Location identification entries
"""
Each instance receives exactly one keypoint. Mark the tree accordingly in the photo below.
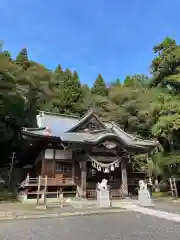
(22, 59)
(99, 87)
(137, 81)
(69, 94)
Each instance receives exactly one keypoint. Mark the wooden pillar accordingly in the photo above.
(124, 177)
(83, 166)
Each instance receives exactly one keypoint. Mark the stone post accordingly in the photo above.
(124, 177)
(83, 166)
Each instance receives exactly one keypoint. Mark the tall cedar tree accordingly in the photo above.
(70, 93)
(58, 76)
(99, 87)
(22, 59)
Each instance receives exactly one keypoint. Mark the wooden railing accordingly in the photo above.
(42, 181)
(114, 193)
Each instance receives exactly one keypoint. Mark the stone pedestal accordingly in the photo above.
(103, 199)
(144, 197)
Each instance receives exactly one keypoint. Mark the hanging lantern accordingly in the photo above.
(99, 168)
(106, 170)
(116, 164)
(93, 172)
(112, 168)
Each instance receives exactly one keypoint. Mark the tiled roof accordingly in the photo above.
(60, 126)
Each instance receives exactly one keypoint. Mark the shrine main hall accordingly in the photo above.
(77, 153)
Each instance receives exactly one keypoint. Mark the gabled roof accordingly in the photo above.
(85, 118)
(62, 127)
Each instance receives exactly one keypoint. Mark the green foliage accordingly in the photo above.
(99, 87)
(148, 107)
(22, 59)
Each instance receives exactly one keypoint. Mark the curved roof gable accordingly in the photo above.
(87, 117)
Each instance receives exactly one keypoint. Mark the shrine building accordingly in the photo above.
(77, 153)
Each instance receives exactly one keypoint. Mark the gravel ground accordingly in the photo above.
(167, 206)
(122, 226)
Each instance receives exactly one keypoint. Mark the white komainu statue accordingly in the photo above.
(143, 194)
(102, 185)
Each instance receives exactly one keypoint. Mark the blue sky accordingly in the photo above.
(114, 38)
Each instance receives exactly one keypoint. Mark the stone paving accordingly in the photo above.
(162, 209)
(122, 226)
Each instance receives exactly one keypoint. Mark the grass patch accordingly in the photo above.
(160, 194)
(6, 196)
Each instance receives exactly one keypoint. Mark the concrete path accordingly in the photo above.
(76, 208)
(133, 206)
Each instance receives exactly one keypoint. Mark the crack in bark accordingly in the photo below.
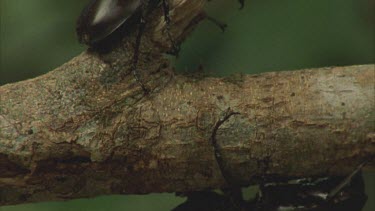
(218, 156)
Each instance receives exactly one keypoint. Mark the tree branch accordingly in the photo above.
(86, 128)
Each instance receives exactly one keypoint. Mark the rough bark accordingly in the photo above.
(87, 128)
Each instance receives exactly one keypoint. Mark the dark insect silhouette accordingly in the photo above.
(101, 18)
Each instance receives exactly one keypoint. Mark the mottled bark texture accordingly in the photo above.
(87, 128)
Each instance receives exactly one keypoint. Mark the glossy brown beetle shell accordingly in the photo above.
(102, 17)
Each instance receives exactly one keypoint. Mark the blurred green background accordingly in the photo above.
(268, 35)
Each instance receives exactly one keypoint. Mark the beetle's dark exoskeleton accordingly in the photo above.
(101, 18)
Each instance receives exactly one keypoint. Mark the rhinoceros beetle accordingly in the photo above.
(101, 18)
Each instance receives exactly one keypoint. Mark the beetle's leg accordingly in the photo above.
(345, 182)
(141, 27)
(175, 48)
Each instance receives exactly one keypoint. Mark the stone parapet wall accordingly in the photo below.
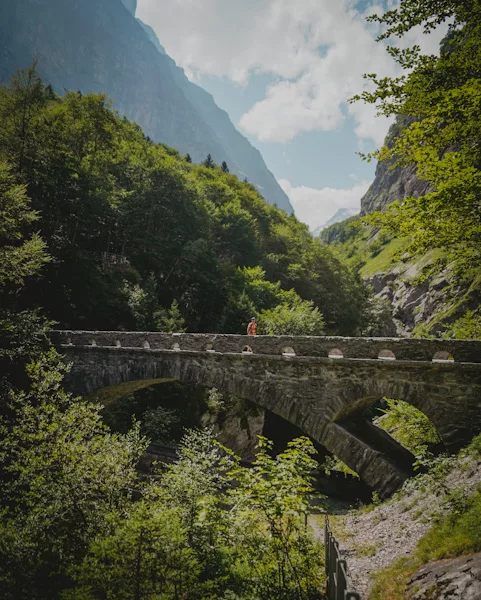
(323, 346)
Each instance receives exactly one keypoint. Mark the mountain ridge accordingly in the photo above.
(99, 46)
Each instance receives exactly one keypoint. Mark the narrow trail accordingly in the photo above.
(372, 538)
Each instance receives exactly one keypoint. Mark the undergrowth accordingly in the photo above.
(455, 530)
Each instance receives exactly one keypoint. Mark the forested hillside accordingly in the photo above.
(419, 238)
(99, 46)
(131, 227)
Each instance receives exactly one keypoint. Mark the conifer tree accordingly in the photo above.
(208, 162)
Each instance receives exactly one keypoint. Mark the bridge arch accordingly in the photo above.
(319, 395)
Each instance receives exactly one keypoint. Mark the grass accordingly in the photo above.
(386, 260)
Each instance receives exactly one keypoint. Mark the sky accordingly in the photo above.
(284, 70)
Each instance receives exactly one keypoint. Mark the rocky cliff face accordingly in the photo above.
(391, 184)
(418, 304)
(130, 5)
(99, 46)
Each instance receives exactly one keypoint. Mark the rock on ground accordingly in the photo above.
(457, 579)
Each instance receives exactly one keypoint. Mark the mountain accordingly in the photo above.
(99, 46)
(392, 184)
(341, 215)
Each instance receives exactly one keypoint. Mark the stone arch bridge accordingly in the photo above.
(320, 384)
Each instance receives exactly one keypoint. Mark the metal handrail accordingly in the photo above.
(338, 584)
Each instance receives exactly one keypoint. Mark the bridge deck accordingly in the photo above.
(425, 350)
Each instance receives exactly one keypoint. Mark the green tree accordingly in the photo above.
(172, 321)
(303, 318)
(438, 98)
(275, 493)
(62, 475)
(208, 162)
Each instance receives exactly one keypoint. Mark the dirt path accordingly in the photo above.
(374, 537)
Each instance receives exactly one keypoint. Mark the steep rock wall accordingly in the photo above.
(99, 46)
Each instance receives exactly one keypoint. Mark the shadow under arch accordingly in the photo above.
(316, 394)
(357, 420)
(110, 394)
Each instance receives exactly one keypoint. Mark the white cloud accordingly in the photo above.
(315, 207)
(316, 49)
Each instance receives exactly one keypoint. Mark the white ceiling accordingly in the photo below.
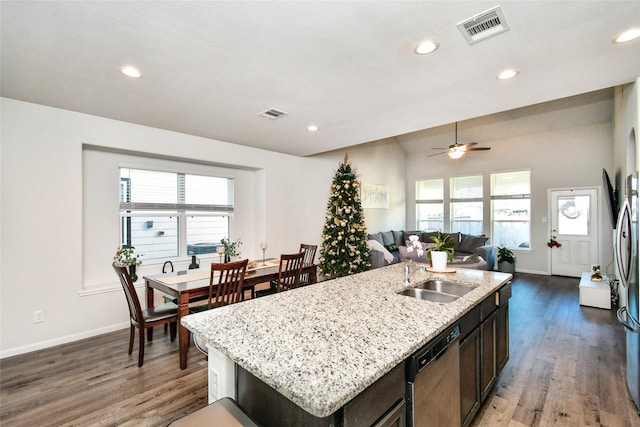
(210, 67)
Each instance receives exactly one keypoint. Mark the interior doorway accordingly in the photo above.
(574, 226)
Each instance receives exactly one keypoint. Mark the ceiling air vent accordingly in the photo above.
(272, 113)
(483, 25)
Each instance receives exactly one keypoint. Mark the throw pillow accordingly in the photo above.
(392, 247)
(375, 245)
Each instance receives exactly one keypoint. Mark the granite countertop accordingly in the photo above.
(322, 345)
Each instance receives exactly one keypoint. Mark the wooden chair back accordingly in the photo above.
(135, 309)
(228, 286)
(289, 273)
(309, 257)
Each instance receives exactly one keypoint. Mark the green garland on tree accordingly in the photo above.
(344, 249)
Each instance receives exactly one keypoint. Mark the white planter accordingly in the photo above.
(439, 260)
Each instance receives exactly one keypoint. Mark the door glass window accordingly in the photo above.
(573, 215)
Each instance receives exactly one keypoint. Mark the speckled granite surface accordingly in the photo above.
(322, 345)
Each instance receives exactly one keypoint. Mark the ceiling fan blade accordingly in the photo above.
(437, 154)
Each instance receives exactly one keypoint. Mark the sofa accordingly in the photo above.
(389, 247)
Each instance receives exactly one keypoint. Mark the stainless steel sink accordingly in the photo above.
(429, 295)
(445, 286)
(438, 290)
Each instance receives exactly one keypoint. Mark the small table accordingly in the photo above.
(594, 294)
(193, 285)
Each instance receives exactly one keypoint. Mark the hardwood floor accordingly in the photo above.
(566, 368)
(566, 362)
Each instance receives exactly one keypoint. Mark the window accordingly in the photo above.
(511, 209)
(466, 204)
(430, 204)
(169, 214)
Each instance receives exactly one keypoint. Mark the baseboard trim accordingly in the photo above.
(61, 340)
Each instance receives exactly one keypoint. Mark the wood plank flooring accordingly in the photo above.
(566, 362)
(566, 368)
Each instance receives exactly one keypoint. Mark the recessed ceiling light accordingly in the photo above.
(628, 35)
(130, 71)
(426, 47)
(507, 74)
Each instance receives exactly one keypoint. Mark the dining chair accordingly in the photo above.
(147, 318)
(225, 285)
(288, 274)
(309, 257)
(227, 279)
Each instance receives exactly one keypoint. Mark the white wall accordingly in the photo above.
(43, 260)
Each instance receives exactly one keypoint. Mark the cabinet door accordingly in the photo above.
(502, 343)
(488, 354)
(470, 377)
(397, 417)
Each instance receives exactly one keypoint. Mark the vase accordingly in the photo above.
(132, 273)
(195, 262)
(439, 260)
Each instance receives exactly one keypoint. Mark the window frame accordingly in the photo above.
(181, 209)
(438, 201)
(513, 196)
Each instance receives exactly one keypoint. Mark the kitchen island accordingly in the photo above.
(323, 345)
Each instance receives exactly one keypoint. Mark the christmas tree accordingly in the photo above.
(344, 249)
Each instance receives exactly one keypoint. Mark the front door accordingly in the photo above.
(574, 225)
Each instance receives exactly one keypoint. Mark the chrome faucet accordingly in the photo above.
(408, 273)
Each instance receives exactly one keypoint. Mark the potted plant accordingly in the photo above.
(231, 249)
(126, 257)
(441, 252)
(506, 260)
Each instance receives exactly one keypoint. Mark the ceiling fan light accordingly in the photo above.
(628, 35)
(456, 154)
(426, 47)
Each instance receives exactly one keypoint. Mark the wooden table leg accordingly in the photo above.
(150, 304)
(183, 333)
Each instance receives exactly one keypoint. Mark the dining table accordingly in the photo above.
(193, 285)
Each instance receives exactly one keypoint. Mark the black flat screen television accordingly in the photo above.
(612, 198)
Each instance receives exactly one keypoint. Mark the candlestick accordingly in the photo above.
(263, 246)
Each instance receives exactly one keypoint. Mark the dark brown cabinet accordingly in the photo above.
(469, 376)
(484, 350)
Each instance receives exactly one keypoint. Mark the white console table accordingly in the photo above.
(594, 294)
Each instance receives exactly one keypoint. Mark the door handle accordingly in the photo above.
(627, 321)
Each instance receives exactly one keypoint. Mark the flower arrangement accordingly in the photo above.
(415, 245)
(125, 257)
(443, 243)
(231, 248)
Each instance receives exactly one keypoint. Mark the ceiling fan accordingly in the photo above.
(457, 150)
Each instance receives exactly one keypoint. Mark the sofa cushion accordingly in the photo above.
(398, 237)
(377, 237)
(375, 245)
(407, 234)
(392, 247)
(469, 243)
(405, 255)
(387, 238)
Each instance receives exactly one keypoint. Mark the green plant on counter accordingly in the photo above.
(505, 255)
(443, 243)
(231, 249)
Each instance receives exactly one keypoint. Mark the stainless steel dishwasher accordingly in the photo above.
(433, 382)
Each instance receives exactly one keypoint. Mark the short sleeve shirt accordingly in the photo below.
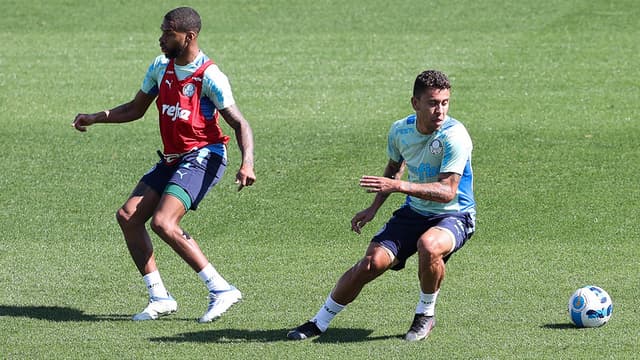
(446, 150)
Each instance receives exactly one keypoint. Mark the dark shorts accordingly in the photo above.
(196, 172)
(401, 233)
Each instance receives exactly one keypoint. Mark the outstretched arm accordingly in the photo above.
(244, 137)
(443, 190)
(392, 171)
(130, 111)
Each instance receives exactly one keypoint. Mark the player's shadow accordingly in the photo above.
(334, 335)
(559, 326)
(54, 313)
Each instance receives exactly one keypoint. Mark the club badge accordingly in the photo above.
(188, 90)
(435, 147)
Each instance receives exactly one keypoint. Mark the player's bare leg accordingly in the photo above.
(165, 223)
(132, 217)
(375, 262)
(432, 247)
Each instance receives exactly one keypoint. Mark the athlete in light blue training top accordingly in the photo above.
(437, 218)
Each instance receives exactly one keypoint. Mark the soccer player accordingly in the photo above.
(190, 93)
(437, 218)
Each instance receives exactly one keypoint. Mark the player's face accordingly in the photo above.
(172, 43)
(431, 109)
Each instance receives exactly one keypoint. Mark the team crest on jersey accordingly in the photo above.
(188, 90)
(435, 147)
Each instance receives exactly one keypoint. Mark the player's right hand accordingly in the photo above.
(82, 121)
(361, 219)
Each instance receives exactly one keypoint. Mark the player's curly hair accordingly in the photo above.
(430, 79)
(184, 19)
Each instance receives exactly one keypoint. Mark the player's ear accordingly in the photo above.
(414, 103)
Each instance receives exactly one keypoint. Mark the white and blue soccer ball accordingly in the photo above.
(590, 306)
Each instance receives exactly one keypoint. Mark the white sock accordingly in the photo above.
(212, 279)
(326, 313)
(427, 303)
(154, 285)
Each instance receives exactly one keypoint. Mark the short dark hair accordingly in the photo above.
(184, 19)
(430, 79)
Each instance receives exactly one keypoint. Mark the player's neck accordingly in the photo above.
(188, 56)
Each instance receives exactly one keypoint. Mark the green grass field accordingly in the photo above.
(548, 90)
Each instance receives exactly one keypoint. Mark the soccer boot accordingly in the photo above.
(304, 331)
(421, 327)
(157, 307)
(219, 302)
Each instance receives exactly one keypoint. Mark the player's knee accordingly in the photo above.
(123, 217)
(159, 225)
(371, 266)
(432, 248)
(162, 226)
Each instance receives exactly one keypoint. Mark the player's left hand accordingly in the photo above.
(378, 184)
(245, 177)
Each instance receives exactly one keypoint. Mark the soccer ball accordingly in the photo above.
(590, 306)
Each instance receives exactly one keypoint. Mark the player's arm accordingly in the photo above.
(444, 190)
(130, 111)
(392, 171)
(244, 137)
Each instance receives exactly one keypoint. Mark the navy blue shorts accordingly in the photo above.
(196, 172)
(401, 233)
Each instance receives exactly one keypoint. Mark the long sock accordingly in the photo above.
(154, 285)
(212, 279)
(427, 303)
(326, 313)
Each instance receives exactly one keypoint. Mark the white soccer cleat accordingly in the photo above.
(157, 307)
(219, 303)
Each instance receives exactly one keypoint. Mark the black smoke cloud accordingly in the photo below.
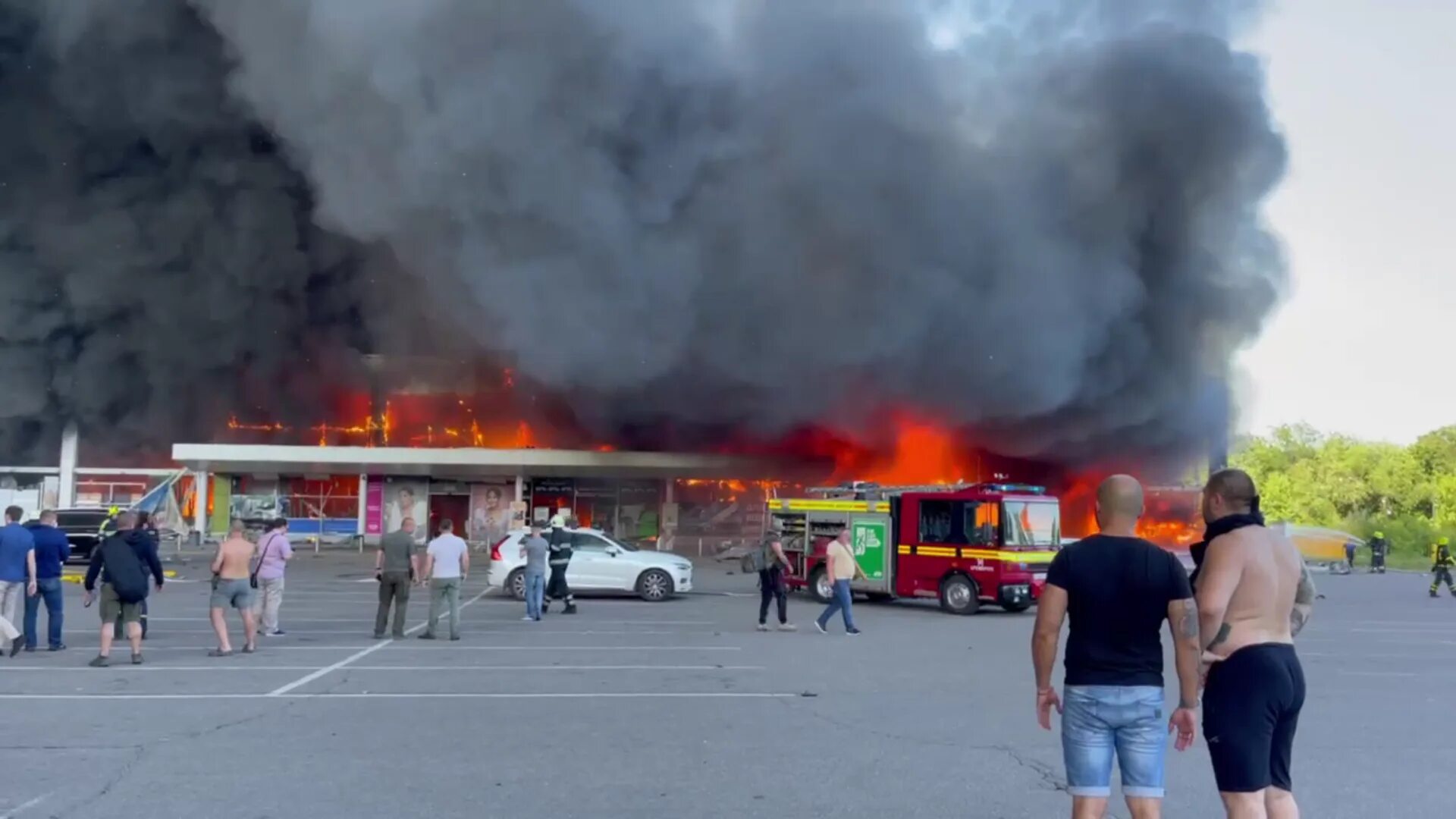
(691, 212)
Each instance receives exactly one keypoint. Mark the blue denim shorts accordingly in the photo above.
(1101, 722)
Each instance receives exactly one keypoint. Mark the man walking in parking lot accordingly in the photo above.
(232, 588)
(535, 548)
(274, 553)
(1117, 591)
(121, 563)
(52, 553)
(397, 567)
(772, 564)
(447, 564)
(17, 573)
(839, 561)
(560, 560)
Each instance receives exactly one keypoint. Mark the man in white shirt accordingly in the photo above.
(447, 564)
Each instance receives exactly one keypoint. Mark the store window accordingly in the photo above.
(321, 499)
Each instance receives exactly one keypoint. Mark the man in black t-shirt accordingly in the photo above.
(1117, 591)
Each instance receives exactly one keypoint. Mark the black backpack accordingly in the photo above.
(124, 570)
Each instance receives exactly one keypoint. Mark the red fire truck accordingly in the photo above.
(965, 544)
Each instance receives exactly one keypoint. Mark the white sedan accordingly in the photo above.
(599, 563)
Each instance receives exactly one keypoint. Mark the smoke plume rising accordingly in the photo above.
(1036, 219)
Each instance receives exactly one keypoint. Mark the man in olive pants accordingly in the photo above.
(447, 563)
(397, 566)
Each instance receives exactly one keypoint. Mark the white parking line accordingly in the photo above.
(309, 678)
(249, 668)
(438, 695)
(24, 806)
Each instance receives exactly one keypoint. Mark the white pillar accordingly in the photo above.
(200, 507)
(71, 438)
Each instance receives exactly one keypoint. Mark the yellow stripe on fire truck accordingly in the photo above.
(808, 504)
(982, 554)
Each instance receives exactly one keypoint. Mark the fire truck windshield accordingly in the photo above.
(1033, 522)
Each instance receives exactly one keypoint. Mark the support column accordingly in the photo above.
(71, 439)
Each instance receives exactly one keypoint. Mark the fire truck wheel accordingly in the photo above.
(819, 586)
(959, 595)
(516, 582)
(654, 586)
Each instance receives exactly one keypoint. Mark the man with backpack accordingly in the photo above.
(770, 563)
(121, 563)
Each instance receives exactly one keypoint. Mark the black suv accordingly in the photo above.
(82, 528)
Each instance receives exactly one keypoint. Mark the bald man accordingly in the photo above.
(1254, 596)
(1117, 589)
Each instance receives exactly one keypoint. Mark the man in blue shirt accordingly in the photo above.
(17, 572)
(52, 551)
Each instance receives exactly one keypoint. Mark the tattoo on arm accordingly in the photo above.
(1188, 624)
(1220, 635)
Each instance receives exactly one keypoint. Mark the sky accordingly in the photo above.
(1366, 340)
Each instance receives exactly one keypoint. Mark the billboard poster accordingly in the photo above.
(867, 538)
(375, 506)
(490, 512)
(406, 497)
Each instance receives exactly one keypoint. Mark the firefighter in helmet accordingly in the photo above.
(1442, 563)
(1378, 550)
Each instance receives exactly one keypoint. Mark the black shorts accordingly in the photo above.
(1250, 713)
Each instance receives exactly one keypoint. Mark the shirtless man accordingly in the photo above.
(1254, 595)
(232, 588)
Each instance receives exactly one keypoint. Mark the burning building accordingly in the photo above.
(910, 245)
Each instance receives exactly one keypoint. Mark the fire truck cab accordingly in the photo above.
(965, 545)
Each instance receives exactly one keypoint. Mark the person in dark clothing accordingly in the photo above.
(112, 608)
(52, 551)
(770, 582)
(1442, 563)
(1379, 547)
(560, 558)
(145, 525)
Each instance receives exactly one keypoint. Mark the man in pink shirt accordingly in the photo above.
(274, 554)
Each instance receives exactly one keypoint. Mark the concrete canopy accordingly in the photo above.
(463, 464)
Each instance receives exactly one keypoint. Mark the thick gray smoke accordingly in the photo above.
(1036, 218)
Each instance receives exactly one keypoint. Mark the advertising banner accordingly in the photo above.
(375, 506)
(490, 513)
(406, 497)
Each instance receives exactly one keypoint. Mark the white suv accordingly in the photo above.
(599, 563)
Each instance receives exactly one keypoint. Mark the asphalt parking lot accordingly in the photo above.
(674, 708)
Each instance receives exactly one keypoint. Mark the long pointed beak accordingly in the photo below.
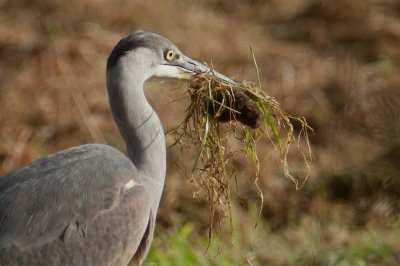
(194, 72)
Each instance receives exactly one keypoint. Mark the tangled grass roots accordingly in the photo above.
(240, 108)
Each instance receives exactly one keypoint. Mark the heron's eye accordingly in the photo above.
(169, 55)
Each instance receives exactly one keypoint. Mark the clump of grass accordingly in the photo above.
(218, 109)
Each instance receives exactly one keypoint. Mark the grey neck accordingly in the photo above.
(138, 124)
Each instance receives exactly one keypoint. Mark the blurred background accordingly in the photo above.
(334, 62)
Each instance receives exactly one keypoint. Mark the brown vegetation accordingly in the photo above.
(334, 62)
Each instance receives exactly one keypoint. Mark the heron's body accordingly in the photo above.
(93, 205)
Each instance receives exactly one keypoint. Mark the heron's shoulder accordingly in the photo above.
(90, 160)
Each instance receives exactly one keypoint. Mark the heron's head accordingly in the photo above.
(157, 58)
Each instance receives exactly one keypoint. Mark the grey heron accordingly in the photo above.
(92, 204)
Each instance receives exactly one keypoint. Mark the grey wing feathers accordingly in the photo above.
(40, 200)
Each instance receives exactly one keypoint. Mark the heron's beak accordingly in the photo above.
(193, 71)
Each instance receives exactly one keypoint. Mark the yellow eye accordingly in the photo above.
(169, 55)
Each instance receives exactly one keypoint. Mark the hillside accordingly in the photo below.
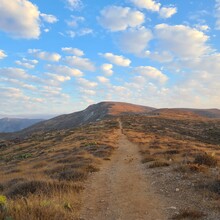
(105, 110)
(93, 113)
(89, 172)
(16, 124)
(187, 113)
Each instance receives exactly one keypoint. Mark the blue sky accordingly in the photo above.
(61, 56)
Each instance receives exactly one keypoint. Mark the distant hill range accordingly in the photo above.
(16, 124)
(104, 110)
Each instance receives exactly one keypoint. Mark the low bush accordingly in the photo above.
(159, 164)
(205, 159)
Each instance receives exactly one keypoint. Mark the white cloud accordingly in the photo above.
(20, 19)
(107, 69)
(84, 31)
(161, 56)
(217, 14)
(167, 12)
(203, 27)
(86, 83)
(135, 40)
(75, 51)
(80, 63)
(75, 20)
(115, 18)
(187, 43)
(71, 34)
(147, 4)
(2, 54)
(64, 70)
(14, 73)
(49, 18)
(29, 64)
(43, 55)
(151, 5)
(59, 78)
(102, 79)
(152, 73)
(117, 60)
(74, 4)
(87, 92)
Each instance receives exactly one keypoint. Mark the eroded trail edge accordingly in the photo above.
(121, 190)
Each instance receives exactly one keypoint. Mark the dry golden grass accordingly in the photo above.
(188, 214)
(42, 176)
(191, 149)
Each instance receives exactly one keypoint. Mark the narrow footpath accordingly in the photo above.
(121, 189)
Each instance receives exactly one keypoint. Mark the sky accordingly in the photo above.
(61, 56)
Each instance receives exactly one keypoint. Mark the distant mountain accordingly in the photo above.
(105, 110)
(93, 113)
(187, 113)
(16, 124)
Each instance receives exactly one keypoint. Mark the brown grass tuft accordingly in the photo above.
(188, 214)
(159, 164)
(205, 159)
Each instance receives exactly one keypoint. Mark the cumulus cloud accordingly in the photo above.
(217, 14)
(29, 64)
(151, 5)
(135, 40)
(64, 70)
(74, 21)
(187, 43)
(80, 63)
(49, 18)
(20, 19)
(147, 4)
(75, 51)
(43, 55)
(161, 56)
(84, 31)
(74, 4)
(116, 18)
(102, 79)
(167, 12)
(58, 78)
(107, 69)
(14, 73)
(152, 73)
(86, 83)
(2, 54)
(117, 60)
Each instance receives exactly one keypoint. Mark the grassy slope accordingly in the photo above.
(43, 175)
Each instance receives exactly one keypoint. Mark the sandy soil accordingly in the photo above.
(121, 191)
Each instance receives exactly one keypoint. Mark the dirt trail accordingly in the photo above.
(121, 190)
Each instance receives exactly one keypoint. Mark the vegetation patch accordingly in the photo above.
(159, 164)
(188, 214)
(205, 159)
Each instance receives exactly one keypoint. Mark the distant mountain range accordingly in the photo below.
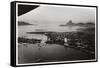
"""
• **Set exercise**: Collect every line of the rows above that contains the string "wooden", treating uppercase and lowercase as distinct.

• **Result of the exercise**:
Each instance receives exactly one keypoint. Mark the wooden pillar accordingly in the photo above.
Each instance receives exactly one keypoint. Mark the wooden railing accordingly in the photo above.
Each instance receives exactly one keypoint. Mark the wooden chair back accordingly in the photo above.
Each instance receives exactly one keypoint. Mark the wooden table leg accordingly in the photo above.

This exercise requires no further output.